_TASK SET:_
(A) In the passage about township life, write out the section from "Most people would" to "common local knowledge." again, changing "nicknames" to "aliases".
(B) Using the passage about township life, explain why finding someone in a township called for either living there a while or having a guide.
(C) According to the passage about township life, what is Pinky's real name?

_EXERCISE TEXT:_
•••••

Most people would not consider a township to be an exclusive community, but it is, by grand design, a restricted area peopled by a specific group, largely closed to the outside world. If you want to find someone in the township or learn something about the place, you either need to live there for a while or you need a guide. In the course of my research, I found that people who went by full names in the court transcripts were instead known by nicknames in the townships; their lives were fluid and often off the grid. They rarely had Facebook profiles, email addresses, or office jobs that would allow a person to find them online. They usually only had cellphones, and the numbers were unlisted and constantly changing. But Easy and Mzi could find almost anyone anyway, through old friends or family members or common local knowledge.

Soon after Mzi told me that Easy’s brother Monks had attacked Amy, I decided I was ready to track down more people who had been involved in the case in one way or another. My first order of business was to visit Easy’s ex-girlfriend Pinky—real name, Linda Mayekiso. She had attended the Langa rally and had been lying in bed with Easy in the dawn hours of August 26, 1993, when Pikker and his crew pulled Easy out. She had testified to this in court, and was pictured in newspaper articles wearing sunglasses and screaming, as Monks—then mobile, then strong—held her back.
ANGRY
, began the caption, which described her as Easy’s girlfriend, in the midst of attempting to throttle the photographer.

“Our parents, they are cowards for the boer,” she told
The New York Times
back then. “The youth are not scared, and they have power.”

Easy knew where Pinky lived: on the other side of Gugulethu, behind an abandoned house in one of four backyard shacks, each of which was inhabited by a single woman and her children. Pinky did not have a bathroom, only an outhouse, and sometimes crossed the street to a house where Easy’s relatives lived to do her washing. Pinky’s most recent boyfriend and the father of her youngest child had been a nice, soft-spoken man who became convinced that his epilepsy was the result of a sangoma’s curse, got hooked on a drug called the Rock (“It’s more than
tik
, you
never
sleep”), and stalked the townships, robbing, raping, and murdering people. Pinky left him around that time, and he promised to slit her throat, so for a year she lived in terror. Since the police couldn’t—or wouldn’t—catch the man, the community eventually surrounded his house with the aim of burning him to death, and he decided to shoot himself in the head rather than face their wrath. I was told that after he was buried, community members dug up his coffin and threw his body on the road. Since then, Pinky had decided to steer clear of relationships, and now just relaxed with her female friends.

•••••

_DATASET RECORDS:_
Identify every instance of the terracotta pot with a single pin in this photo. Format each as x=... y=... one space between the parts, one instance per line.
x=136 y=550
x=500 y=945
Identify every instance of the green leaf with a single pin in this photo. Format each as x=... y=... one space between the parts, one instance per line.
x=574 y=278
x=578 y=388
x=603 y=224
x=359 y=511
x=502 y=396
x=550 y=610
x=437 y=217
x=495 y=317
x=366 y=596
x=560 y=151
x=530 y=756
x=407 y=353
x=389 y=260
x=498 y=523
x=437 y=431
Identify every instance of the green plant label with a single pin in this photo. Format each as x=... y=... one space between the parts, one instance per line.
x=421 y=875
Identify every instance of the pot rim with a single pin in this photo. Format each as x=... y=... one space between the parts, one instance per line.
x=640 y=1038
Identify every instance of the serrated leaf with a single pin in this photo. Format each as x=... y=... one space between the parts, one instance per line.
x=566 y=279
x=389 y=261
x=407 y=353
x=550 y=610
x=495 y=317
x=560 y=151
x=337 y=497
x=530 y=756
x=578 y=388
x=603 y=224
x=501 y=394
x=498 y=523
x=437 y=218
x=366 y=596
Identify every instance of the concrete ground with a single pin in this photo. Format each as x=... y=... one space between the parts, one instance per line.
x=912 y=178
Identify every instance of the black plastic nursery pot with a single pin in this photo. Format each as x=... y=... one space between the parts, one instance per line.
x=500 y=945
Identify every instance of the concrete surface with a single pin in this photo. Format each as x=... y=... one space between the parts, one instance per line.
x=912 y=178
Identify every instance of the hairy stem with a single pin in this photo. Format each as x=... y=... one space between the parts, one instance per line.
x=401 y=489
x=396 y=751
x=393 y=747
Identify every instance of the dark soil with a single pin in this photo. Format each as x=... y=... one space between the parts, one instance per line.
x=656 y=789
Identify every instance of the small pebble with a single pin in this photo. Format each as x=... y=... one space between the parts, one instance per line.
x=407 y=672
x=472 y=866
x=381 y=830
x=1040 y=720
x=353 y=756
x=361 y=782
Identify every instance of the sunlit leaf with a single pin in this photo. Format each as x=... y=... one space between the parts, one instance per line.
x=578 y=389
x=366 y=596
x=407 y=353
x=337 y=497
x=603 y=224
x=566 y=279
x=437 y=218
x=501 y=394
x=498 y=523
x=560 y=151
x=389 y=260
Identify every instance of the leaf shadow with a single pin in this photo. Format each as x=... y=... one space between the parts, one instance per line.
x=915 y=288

•••••

_EXPECTED RESULTS:_
(A)
Most people would not consider a township to be an exclusive community, but it is, by grand design, a restricted area peopled by a specific group, largely closed to the outside world. If you want to find someone in the township or learn something about the place, you either need to live there for a while or you need a guide. In the course of my research, I found that people who went by full names in the court transcripts were instead known by aliases in the townships; their lives were fluid and often off the grid. They rarely had Facebook profiles, email addresses, or office jobs that would allow a person to find them online. They usually only had cellphones, and the numbers were unlisted and constantly changing. But Easy and Mzi could find almost anyone anyway, through old friends or family members or common local knowledge.

(B) People known by full names in court transcripts went by nicknames in the townships, and their lives were fluid and often off the grid. They rarely had Facebook profiles, email addresses, or office jobs that would let someone find them online. Their cellphone numbers were unlisted and constantly changing.

(C) Linda Mayekiso.